§ **EXERCISE TEXT**

▬▬▬▬▬▬▬▬▬▬

Noise is Subjective: A Q&A with Paul Valerio
With this year's only European Publisher Forum rapidly approaching (June 17-20) US Editor and Led Zepplin enthusiast Gavin Dunaway sat down with one of our fantastic keynote speakers – Paul Valerio, Principal at Method – and picked his brains on what he'd be covering in Vienna. Have a read below as Gavin and Paul pick through what he'll be covering in Vienna as well as a host of other topics.
So you got some insight, do you? Can you explain what Method’s Customer Insight team is focused on these days, and describe your responsibilities?
Most of what we're doing now is in the area of digital interfaces and multiple screens – figuring out how the different user contexts change the prioritization of features and navigation. Overall, my group tries to align the needs of the client's business, their brand, and their target audiences, and then turning all those requirements into some kind of coherent direction for Method's creative team.
You say that publishers and advertisers have more data than they realize, but is there an easy way to distinguish noise from nuggets?

▬▬▬▬▬▬▬▬▬▬

Saved data entries
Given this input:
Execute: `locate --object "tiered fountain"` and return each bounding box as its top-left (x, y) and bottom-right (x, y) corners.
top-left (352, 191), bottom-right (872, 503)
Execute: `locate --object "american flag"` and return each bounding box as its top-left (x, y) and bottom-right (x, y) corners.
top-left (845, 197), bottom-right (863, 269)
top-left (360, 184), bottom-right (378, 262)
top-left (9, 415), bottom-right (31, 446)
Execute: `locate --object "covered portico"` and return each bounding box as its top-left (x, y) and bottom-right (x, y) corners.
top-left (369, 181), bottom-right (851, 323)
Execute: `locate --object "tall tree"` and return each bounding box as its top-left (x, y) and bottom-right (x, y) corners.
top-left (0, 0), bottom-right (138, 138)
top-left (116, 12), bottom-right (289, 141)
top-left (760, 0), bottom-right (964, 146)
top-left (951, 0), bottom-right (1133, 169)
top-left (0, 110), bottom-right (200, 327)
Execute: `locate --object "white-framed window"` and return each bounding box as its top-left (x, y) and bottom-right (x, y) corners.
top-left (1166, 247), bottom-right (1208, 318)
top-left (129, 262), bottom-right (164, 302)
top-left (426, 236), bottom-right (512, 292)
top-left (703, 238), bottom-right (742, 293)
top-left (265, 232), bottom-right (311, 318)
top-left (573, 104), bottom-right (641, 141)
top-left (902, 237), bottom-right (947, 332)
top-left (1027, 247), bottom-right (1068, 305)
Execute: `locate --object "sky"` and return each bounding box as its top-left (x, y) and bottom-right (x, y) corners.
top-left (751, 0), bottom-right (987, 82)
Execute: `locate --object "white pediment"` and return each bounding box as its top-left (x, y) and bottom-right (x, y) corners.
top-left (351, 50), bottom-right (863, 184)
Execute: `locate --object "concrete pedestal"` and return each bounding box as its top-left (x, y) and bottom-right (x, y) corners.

▬▬▬▬▬▬▬▬▬▬

§ **WHAT YOU WILL DO**
(1) Do these statements agree with the Paul Valerio interview? (a) The European Publisher Forum runs June 17-20. (b) Paul Valerio is the US Editor. (c) Valerio's group turns requirements into direction for Method's creative team. Answer yes or no for each, quoting the deciding words.
(2) Transcribe the part of the Paul Valerio interview that opens with the words containing "So you got some" and closes with "noise from nuggets?".
(3) Can you finish out the next part of the Paul Valerio interview, picking up right after its last sentence?

§ **ANSWERS FOR THE TASKS**
(1)
(a) Yes: "With this year's only European Publisher Forum rapidly approaching (June 17-20)"
(b) No: "US Editor and Led Zepplin enthusiast Gavin Dunaway"
(c) Yes: "turning all those requirements into some kind of coherent direction for Method's creative team"

(2)
So you got some insight, do you? Can you explain what Method’s Customer Insight team is focused on these days, and describe your responsibilities?
Most of what we're doing now is in the area of digital interfaces and multiple screens – figuring out how the different user contexts change the prioritization of features and navigation. Overall, my group tries to align the needs of the client's business, their brand, and their target audiences, and then turning all those requirements into some kind of coherent direction for Method's creative team.
You say that publishers and advertisers have more data than they realize, but is there an easy way to distinguish noise from nuggets?

(3)
The key is being willing to at least explore the counter-intuitive. You need to step back far enough so you can see if there are patterns involved that go beyond the specific set of metrics you're most concerned with. Noise is a very subjective term.
The hard part is really accepting that your target audience has so much other stuff on their minds than your ad or content. That humility is the best starting point, because chances are, your competition isn't going to be watching those non-intuitive areas. As long as you realize that a lot of what you look at will indeed be noise for you, the process of looking will make you smarter in the long run.
There’s a lot of hubbub about data visualization these days – how important is the technique in your work? And how can pub ad ops use it to their advantage?
I work for a creative services company. Most of the people who work at Method are designers of some kind. That means they're not big fans of quantitative analysis in general. So, I have a lot of experience in communicating very number-heavy ideas to people who don't want to look at numbers. That means data visualization, so yes, that's a huge part of my job. And it's not just designers – all people take in far more visual information than from any other of their senses, so that's the largest bandwidth channel to get an idea across.
For ad pub ops people, they have so many numbers to deal with; they have many opportunities to communicate in visual ways. I would recommend ditching Excel for a few days, and work on what concepts are behind the quantities they deal with.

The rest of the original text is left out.